Start RECORDS FOR THIS EXERCISE

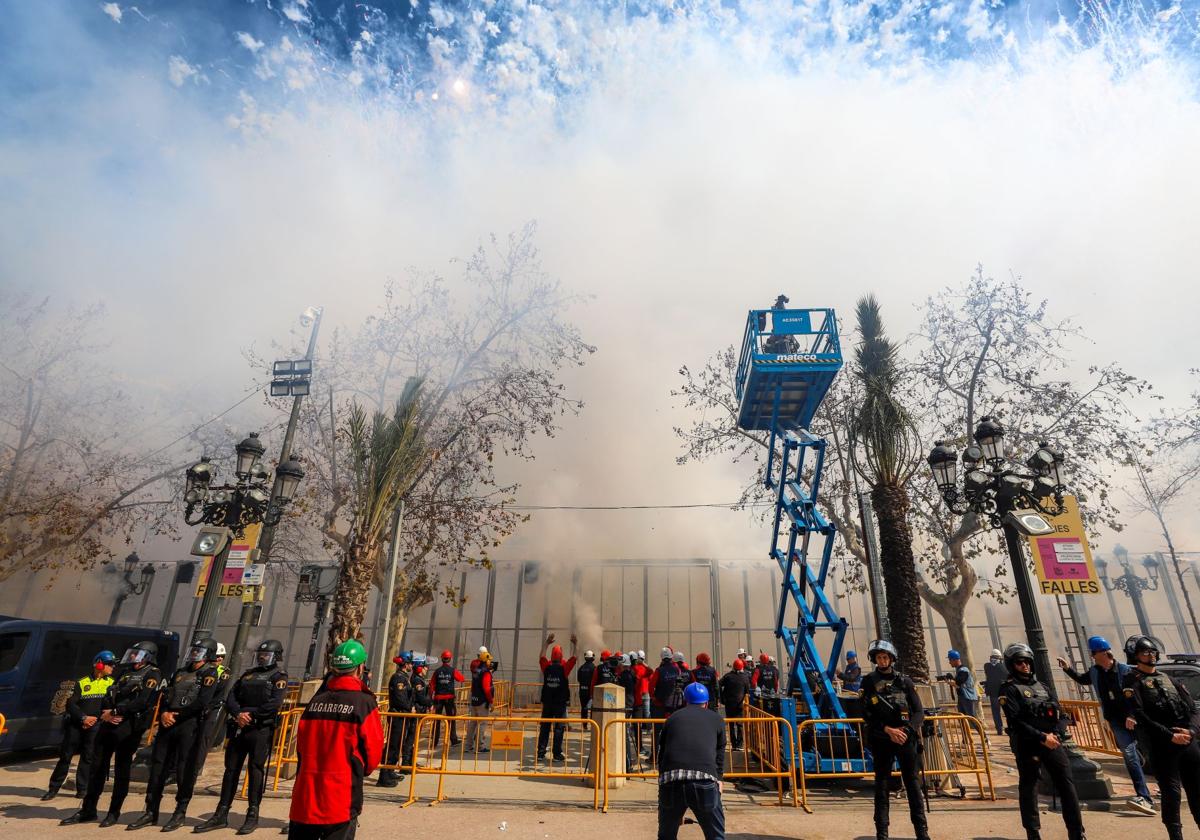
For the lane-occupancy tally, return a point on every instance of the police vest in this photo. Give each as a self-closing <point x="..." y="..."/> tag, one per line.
<point x="555" y="688"/>
<point x="184" y="689"/>
<point x="888" y="701"/>
<point x="1037" y="707"/>
<point x="1161" y="700"/>
<point x="443" y="681"/>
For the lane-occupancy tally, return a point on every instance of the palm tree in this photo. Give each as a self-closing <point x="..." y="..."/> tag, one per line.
<point x="887" y="448"/>
<point x="387" y="457"/>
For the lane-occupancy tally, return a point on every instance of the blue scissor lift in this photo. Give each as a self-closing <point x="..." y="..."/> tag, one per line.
<point x="787" y="364"/>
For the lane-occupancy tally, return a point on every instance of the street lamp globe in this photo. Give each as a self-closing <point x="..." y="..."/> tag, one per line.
<point x="289" y="474"/>
<point x="249" y="450"/>
<point x="945" y="462"/>
<point x="990" y="437"/>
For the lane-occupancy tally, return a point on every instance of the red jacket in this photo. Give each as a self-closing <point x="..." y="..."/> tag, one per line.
<point x="339" y="743"/>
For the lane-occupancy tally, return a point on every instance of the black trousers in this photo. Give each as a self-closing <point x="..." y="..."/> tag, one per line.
<point x="114" y="745"/>
<point x="445" y="707"/>
<point x="400" y="742"/>
<point x="557" y="711"/>
<point x="883" y="753"/>
<point x="1031" y="757"/>
<point x="341" y="831"/>
<point x="76" y="739"/>
<point x="253" y="743"/>
<point x="705" y="801"/>
<point x="174" y="749"/>
<point x="1176" y="766"/>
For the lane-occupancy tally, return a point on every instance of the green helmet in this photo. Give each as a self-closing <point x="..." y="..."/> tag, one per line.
<point x="348" y="655"/>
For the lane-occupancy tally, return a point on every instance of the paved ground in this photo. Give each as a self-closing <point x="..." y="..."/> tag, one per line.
<point x="545" y="810"/>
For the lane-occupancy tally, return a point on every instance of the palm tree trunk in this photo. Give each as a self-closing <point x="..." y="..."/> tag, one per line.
<point x="891" y="504"/>
<point x="353" y="592"/>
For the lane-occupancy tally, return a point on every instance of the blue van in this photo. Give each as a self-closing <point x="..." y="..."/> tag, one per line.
<point x="37" y="657"/>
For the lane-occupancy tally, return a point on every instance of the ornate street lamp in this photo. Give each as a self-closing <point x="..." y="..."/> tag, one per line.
<point x="1132" y="585"/>
<point x="247" y="501"/>
<point x="1014" y="498"/>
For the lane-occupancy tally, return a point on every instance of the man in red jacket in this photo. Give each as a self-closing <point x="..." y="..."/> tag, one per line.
<point x="339" y="743"/>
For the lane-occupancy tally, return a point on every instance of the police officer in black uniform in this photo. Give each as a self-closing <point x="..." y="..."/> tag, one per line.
<point x="585" y="678"/>
<point x="1036" y="731"/>
<point x="894" y="715"/>
<point x="400" y="737"/>
<point x="252" y="706"/>
<point x="1167" y="715"/>
<point x="179" y="736"/>
<point x="126" y="713"/>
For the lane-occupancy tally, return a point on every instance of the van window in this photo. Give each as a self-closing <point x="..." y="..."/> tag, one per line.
<point x="12" y="646"/>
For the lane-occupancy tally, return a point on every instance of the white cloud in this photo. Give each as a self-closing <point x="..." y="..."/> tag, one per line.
<point x="249" y="41"/>
<point x="179" y="71"/>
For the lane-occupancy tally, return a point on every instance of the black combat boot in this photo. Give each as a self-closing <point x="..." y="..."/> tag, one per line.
<point x="251" y="821"/>
<point x="144" y="819"/>
<point x="79" y="816"/>
<point x="220" y="819"/>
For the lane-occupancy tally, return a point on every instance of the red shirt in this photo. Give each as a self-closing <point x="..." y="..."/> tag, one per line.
<point x="339" y="743"/>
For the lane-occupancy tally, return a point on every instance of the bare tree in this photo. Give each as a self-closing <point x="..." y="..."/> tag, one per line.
<point x="70" y="485"/>
<point x="988" y="347"/>
<point x="489" y="347"/>
<point x="1161" y="481"/>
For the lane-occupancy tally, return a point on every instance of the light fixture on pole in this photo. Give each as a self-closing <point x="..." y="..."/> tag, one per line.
<point x="1014" y="498"/>
<point x="247" y="501"/>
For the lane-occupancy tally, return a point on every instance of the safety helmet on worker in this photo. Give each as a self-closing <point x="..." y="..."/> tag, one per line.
<point x="348" y="655"/>
<point x="269" y="653"/>
<point x="881" y="646"/>
<point x="1140" y="643"/>
<point x="1018" y="652"/>
<point x="142" y="653"/>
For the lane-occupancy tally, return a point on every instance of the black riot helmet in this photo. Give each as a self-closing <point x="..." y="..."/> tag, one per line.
<point x="1015" y="652"/>
<point x="268" y="653"/>
<point x="202" y="651"/>
<point x="1139" y="643"/>
<point x="141" y="654"/>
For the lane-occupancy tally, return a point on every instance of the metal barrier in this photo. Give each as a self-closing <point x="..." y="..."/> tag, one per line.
<point x="761" y="741"/>
<point x="509" y="755"/>
<point x="964" y="753"/>
<point x="1089" y="727"/>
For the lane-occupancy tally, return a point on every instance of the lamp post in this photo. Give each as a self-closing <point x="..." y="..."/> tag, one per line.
<point x="1133" y="585"/>
<point x="234" y="507"/>
<point x="131" y="587"/>
<point x="1014" y="498"/>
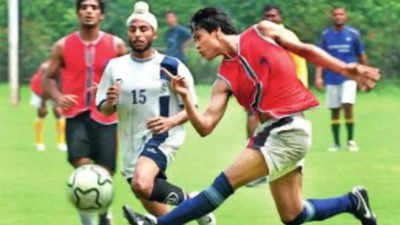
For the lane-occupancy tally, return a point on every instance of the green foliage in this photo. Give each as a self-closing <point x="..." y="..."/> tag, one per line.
<point x="45" y="21"/>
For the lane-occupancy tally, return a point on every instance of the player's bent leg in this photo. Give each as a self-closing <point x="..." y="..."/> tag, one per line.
<point x="155" y="208"/>
<point x="249" y="166"/>
<point x="286" y="192"/>
<point x="104" y="145"/>
<point x="78" y="141"/>
<point x="144" y="176"/>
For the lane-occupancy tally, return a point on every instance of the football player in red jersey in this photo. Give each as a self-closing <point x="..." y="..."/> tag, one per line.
<point x="82" y="56"/>
<point x="39" y="101"/>
<point x="258" y="72"/>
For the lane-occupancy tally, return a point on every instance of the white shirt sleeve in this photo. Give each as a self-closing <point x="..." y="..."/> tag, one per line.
<point x="105" y="82"/>
<point x="184" y="71"/>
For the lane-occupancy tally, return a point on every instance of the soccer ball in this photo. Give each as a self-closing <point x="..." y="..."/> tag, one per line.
<point x="90" y="188"/>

End RECORDS FOR THIS EXERCISE

THE PROBLEM — Reproduce every line of the listing above verbatim, omitting the pictures.

SOLUTION BELOW —
For the lane-occupancy tally, return a point on every instance of the police vest in this photo. Give each as a self-closing <point x="..." y="..."/> tag, one per line.
<point x="555" y="688"/>
<point x="184" y="689"/>
<point x="888" y="701"/>
<point x="1037" y="707"/>
<point x="1161" y="700"/>
<point x="443" y="681"/>
For the lane-occupancy tally, return a point on every instance of the palm tree in this photo. Give each as a self-closing <point x="..." y="..."/> tag, one per line.
<point x="887" y="448"/>
<point x="387" y="457"/>
For the lane-occupancy tally, return a point on every instance of the blue scissor lift in this photo. Give each as a self-closing <point x="..." y="..."/> tag, one per line.
<point x="787" y="364"/>
For the lane-occupancy tally, return a point on every instance of the street lamp globe in this photo. Give each as a self-closing <point x="..." y="..."/> tag, one per line.
<point x="289" y="474"/>
<point x="249" y="450"/>
<point x="945" y="462"/>
<point x="990" y="437"/>
For the lane-occupancy tally, return a point on every instance of the red jacket in this photo. Give each as a self-closing <point x="..." y="..."/> tag, one per line.
<point x="339" y="743"/>
For the lane-occupancy tally, return a point on every instance of the black trousers in this photo. Give each as a self-closing <point x="..." y="..."/> tag, one per line.
<point x="114" y="745"/>
<point x="445" y="707"/>
<point x="400" y="742"/>
<point x="557" y="711"/>
<point x="883" y="753"/>
<point x="1031" y="757"/>
<point x="341" y="831"/>
<point x="76" y="739"/>
<point x="253" y="743"/>
<point x="705" y="801"/>
<point x="174" y="749"/>
<point x="1176" y="766"/>
For the lane-occupancy tally, return a point on every instance of the green helmet in this photo. Give each as a self-closing <point x="..." y="..."/> tag, one per line.
<point x="348" y="655"/>
For the lane-occupancy tally, return a point on every instance of the paved ground in this photo. Give each as a self-closing <point x="..." y="..."/> tag, one per line.
<point x="545" y="810"/>
For the lane-occupancy tally, return a point on every instance of the palm tree trunk in this photo. Give each as a self-closing <point x="..." y="..."/> tag, one per line.
<point x="891" y="504"/>
<point x="353" y="592"/>
For the lane-occupancy tally, return a point on every instance of the blue van in this photo. Give each as a self-closing <point x="..." y="..."/> tag, one per line.
<point x="37" y="657"/>
For the lane-occupancy tally, return a point on every instance of the ornate street lamp in this photo. Give each as a self-closing <point x="..." y="..."/> tag, one per line.
<point x="1132" y="585"/>
<point x="247" y="501"/>
<point x="1014" y="498"/>
For the lane-occupancy tally, return a point on every instance of the man in red jacket in this photo. Give each as a self-closing <point x="..." y="..."/> tag, one per line.
<point x="339" y="743"/>
For the lane-occupancy tally, return a point on every instance of the police officer in black uniform in this photo. Give each as a self-closing <point x="..." y="..."/> tag, one per line.
<point x="585" y="678"/>
<point x="1036" y="731"/>
<point x="894" y="715"/>
<point x="400" y="737"/>
<point x="252" y="706"/>
<point x="1167" y="715"/>
<point x="179" y="736"/>
<point x="126" y="713"/>
For the lane-occupancy tally, return a point on every instance of the van window in this photo. Give each as a self-closing <point x="..." y="..."/> tag, one per line.
<point x="12" y="646"/>
For the lane-occupancy tally, return a point on every instance of the white cloud in this photo. Give each as a self-closing <point x="..." y="..."/> tag, one per line.
<point x="249" y="41"/>
<point x="179" y="71"/>
For the lane-occupancy tally, return a point on every instance of the black combat boot in this photo. Give each as a self-closing <point x="..." y="..."/> tag, one per line.
<point x="251" y="821"/>
<point x="144" y="819"/>
<point x="79" y="816"/>
<point x="220" y="819"/>
For the lane-occupancy tally, return a point on every instance of the red shirt in this photo. Give each as a self-closing <point x="..." y="..."/> tag, one per line.
<point x="339" y="743"/>
For the lane-occupancy tally, return a point on every instance of the bare tree in this photo. Give each as a self-closing <point x="..." y="..."/> tag, one per line.
<point x="70" y="485"/>
<point x="988" y="347"/>
<point x="489" y="347"/>
<point x="1161" y="481"/>
For the lane-occupancy tally, return a point on every instance of the light fixture on pole in this photo. Give each as a self-closing <point x="..." y="..."/> tag, one per line.
<point x="1014" y="498"/>
<point x="247" y="501"/>
For the lane-occupancy tally, return a point on every instance of the safety helmet on worker in this photo. Give each as a self-closing <point x="..." y="..."/> tag, one per line.
<point x="348" y="655"/>
<point x="269" y="653"/>
<point x="881" y="646"/>
<point x="1140" y="643"/>
<point x="1018" y="652"/>
<point x="142" y="653"/>
For the lane-occupancy tally, return a point on every instance of the black riot helmet in this photo. Give each as a self-closing <point x="..." y="..."/> tag, one per line.
<point x="1015" y="652"/>
<point x="268" y="653"/>
<point x="202" y="651"/>
<point x="1139" y="643"/>
<point x="141" y="654"/>
For the lane-occupancy tally, return a point on every instance of the metal barrier in this photo. Give each as a self-closing <point x="..." y="..."/> tag, one per line.
<point x="761" y="741"/>
<point x="509" y="755"/>
<point x="964" y="753"/>
<point x="1089" y="727"/>
For the lane-occupancy tally, return a point on every instance of the lamp post in this photo. Give each as a self-closing <point x="..." y="..."/> tag, one per line.
<point x="1133" y="585"/>
<point x="234" y="507"/>
<point x="131" y="587"/>
<point x="1014" y="498"/>
For the lane-occupancy tally, return a point on every instance of the green foliage in this photo. Give each as a self-closing <point x="..." y="..."/> tag, one per line.
<point x="45" y="21"/>
For the lane-occupancy tally, return a point on every instance of the player's bent leg in this photo. Give each as a self-closing <point x="..." y="..."/> tag, one per line.
<point x="155" y="208"/>
<point x="249" y="166"/>
<point x="286" y="192"/>
<point x="104" y="145"/>
<point x="78" y="141"/>
<point x="144" y="176"/>
For the lane-occupancy tally, return a point on every instance of the football player in red jersey in this photo. Give each as a self-closing <point x="..." y="..."/> tag, one per line.
<point x="82" y="56"/>
<point x="39" y="101"/>
<point x="258" y="72"/>
For the lane-occupancy tally, return a point on every instance of the white shirt sleeve in this photo. Give each as a self-closing <point x="..." y="..."/> tag, one per line.
<point x="105" y="82"/>
<point x="184" y="71"/>
For the lane-occupancy tally, return a point on every instance of the soccer ball in this photo. Give each as a self-closing <point x="..." y="..."/> tag, one per line.
<point x="90" y="188"/>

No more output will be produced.